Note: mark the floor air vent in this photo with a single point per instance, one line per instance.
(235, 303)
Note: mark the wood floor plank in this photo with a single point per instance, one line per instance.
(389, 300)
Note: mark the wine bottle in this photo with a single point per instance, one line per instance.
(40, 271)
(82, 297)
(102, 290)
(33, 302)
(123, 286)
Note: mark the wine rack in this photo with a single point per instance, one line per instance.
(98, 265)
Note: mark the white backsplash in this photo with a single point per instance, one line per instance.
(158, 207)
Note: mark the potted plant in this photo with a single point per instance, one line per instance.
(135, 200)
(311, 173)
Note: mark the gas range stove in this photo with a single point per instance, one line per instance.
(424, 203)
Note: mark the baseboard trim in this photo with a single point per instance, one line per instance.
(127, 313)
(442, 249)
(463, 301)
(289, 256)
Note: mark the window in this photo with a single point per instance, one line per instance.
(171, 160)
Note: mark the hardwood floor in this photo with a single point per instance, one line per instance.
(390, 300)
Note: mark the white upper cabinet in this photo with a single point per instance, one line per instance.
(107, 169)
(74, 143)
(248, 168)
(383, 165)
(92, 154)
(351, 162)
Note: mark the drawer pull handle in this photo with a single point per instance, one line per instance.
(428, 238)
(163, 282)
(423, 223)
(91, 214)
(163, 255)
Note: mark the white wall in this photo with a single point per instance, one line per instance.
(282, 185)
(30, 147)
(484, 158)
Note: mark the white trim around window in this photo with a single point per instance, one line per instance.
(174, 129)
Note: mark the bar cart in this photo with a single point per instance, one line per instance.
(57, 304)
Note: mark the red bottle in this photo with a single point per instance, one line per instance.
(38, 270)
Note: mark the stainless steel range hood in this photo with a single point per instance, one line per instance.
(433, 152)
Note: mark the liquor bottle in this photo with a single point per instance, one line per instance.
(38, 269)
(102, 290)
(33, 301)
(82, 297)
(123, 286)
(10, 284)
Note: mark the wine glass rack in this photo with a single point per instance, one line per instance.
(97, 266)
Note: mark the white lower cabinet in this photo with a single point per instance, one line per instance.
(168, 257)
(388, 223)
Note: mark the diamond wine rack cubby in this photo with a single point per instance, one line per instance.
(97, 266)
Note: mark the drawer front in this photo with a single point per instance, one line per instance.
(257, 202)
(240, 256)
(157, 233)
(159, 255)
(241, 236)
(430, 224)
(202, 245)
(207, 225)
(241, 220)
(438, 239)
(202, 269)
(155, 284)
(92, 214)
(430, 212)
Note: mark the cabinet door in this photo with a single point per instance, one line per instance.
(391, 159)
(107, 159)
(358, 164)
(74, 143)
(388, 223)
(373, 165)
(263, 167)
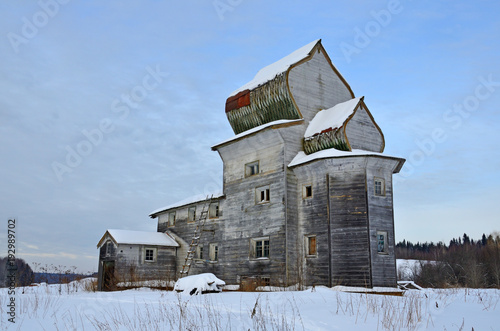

◆ Problem description
Starting at the line with "Note: mark the wine glass", transcribe the listing above exactly through its last line. No picture belongs in the transcription.

◆ Completed exercise
Note: mark the wine glass rack in this photo with a single point per instance, one line per instance.
(97, 266)
Note: mark the white lower cabinet in this photo with a single point per instance, one line per instance.
(168, 257)
(388, 223)
Note: mark the diamond wine rack cubby in this photo with a single point per instance, one line per instance.
(97, 266)
Note: mark the drawer front in this photo with a single point per instance, one line per instance.
(257, 202)
(240, 256)
(157, 233)
(159, 255)
(241, 236)
(430, 224)
(202, 245)
(207, 225)
(241, 220)
(438, 239)
(202, 269)
(155, 284)
(92, 214)
(430, 212)
Note: mark the cabinet door in this photo with a single point per instance, one line per instance.
(391, 159)
(107, 159)
(358, 164)
(74, 143)
(388, 223)
(373, 165)
(263, 167)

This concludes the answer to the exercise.